** Opening Recorded information block **

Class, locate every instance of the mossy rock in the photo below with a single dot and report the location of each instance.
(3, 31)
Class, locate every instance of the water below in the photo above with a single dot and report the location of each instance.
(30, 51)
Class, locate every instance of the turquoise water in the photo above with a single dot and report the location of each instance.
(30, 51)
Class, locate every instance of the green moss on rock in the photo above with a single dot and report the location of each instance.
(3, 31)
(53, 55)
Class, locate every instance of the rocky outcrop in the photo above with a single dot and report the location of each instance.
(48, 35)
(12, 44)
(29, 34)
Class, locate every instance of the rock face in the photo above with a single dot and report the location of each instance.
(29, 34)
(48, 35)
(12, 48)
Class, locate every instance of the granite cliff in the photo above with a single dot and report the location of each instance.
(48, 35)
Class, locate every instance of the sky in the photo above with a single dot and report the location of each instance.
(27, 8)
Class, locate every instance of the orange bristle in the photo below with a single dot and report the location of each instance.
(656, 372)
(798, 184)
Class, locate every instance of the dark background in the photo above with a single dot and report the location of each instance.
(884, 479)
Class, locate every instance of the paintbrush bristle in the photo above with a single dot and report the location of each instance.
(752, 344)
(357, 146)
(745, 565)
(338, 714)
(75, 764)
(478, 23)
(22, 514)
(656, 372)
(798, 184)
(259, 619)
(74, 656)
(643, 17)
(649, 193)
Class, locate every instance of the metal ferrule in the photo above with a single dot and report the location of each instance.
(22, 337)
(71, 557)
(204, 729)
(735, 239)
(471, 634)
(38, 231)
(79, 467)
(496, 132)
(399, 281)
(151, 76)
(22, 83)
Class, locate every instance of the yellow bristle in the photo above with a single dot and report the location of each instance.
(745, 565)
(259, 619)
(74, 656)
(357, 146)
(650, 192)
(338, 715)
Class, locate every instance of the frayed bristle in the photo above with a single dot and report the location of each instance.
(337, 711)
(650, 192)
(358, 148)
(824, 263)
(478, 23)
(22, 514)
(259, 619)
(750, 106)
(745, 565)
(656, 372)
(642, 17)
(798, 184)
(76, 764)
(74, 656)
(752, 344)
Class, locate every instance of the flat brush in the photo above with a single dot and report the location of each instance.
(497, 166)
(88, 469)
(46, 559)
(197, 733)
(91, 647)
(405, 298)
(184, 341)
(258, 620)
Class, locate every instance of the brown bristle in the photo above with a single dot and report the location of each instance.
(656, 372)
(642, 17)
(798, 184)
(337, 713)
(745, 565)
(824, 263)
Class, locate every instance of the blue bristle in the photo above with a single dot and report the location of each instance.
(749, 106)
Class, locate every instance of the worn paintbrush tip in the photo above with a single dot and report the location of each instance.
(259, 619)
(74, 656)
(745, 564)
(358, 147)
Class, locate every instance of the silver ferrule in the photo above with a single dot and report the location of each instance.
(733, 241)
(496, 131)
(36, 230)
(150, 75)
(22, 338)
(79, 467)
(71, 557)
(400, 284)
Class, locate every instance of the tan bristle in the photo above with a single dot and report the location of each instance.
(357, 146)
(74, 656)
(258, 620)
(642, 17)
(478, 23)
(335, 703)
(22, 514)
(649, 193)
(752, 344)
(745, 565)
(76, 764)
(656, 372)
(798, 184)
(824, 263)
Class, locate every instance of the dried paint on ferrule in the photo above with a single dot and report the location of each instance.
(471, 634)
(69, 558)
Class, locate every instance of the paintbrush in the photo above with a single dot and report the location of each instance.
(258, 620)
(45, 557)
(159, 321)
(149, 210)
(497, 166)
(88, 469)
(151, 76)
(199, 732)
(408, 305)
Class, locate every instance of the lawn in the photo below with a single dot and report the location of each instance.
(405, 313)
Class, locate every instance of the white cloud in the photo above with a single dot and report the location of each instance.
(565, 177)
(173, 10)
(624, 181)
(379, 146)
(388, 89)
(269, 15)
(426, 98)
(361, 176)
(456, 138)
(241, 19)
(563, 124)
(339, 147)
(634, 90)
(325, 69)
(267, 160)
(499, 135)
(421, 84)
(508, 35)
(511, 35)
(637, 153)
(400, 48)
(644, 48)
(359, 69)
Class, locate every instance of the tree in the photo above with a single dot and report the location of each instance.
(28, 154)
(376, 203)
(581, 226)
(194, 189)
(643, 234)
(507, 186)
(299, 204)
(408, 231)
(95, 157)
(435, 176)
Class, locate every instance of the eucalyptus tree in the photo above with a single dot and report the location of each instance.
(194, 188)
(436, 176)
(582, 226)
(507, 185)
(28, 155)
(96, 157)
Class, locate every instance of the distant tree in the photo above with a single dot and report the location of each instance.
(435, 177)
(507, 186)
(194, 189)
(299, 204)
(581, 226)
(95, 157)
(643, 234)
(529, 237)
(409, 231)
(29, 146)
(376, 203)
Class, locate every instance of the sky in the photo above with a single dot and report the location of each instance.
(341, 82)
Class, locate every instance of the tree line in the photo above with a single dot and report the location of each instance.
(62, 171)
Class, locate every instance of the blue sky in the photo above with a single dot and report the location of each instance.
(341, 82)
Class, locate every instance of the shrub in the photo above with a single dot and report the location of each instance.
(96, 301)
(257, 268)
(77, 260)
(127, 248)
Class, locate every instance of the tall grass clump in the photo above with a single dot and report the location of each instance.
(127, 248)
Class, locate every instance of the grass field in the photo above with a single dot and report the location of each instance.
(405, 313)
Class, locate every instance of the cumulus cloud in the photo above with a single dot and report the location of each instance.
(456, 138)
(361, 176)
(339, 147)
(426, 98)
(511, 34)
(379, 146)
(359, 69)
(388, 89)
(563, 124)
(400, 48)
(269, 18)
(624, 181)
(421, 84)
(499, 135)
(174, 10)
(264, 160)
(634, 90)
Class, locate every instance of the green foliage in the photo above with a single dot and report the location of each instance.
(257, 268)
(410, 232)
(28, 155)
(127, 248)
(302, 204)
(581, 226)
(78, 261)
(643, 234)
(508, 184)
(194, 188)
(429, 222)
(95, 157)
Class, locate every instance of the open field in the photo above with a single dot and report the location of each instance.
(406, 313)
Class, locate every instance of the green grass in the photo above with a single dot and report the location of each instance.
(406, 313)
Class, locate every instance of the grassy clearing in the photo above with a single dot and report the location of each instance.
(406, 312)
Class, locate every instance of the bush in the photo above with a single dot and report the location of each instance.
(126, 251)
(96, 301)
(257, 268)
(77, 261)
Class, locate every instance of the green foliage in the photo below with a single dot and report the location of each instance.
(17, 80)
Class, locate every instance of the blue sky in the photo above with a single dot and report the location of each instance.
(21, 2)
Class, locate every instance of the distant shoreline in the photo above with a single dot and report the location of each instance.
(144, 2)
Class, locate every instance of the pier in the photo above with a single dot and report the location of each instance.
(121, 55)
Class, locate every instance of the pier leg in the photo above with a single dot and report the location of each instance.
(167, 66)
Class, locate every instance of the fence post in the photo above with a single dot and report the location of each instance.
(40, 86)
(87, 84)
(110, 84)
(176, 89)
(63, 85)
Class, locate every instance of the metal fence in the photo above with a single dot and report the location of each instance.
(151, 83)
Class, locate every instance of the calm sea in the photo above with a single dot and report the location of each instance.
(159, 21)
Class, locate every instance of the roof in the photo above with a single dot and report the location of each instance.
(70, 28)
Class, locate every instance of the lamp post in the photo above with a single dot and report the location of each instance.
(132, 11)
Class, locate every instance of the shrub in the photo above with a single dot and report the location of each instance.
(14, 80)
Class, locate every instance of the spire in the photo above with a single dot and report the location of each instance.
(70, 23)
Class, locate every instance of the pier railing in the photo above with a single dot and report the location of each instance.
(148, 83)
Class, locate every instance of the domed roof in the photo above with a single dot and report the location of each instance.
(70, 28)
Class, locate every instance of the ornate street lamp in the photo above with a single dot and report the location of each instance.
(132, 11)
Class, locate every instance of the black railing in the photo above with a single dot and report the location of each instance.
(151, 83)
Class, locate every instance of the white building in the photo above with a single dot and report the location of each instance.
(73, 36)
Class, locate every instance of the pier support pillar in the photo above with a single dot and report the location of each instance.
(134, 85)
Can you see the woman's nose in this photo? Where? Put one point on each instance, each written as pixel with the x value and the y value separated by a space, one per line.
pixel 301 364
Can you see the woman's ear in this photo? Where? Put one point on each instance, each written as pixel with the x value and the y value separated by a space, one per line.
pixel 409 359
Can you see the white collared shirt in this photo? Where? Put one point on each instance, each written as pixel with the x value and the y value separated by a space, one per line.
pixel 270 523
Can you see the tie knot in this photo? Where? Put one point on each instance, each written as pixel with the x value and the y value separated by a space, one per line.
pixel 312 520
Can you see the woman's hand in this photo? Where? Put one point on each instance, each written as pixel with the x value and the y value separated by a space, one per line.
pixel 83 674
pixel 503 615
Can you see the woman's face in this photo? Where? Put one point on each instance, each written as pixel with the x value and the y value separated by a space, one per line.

** Closing Recorded information block **

Exercise directions> When the line containing "Can you see the tie" is found in the records above, restate it and every later line word for word through the last one, and nothing more.

Completed task>
Can you see the tie knot in this photo? Where? Put one point on each instance, each written as pixel with the x value and the y value separated by a space, one per line.
pixel 312 520
Can you see the woman's hand in this photo? Where? Put one point on each instance, each written as pixel with the x value and the y value separated by a space, one per line.
pixel 83 674
pixel 503 615
Can you see the woman's face in this photo? Where? Put one point on each instance, each written as pixel with the x value and the y value separated by a space, one per line.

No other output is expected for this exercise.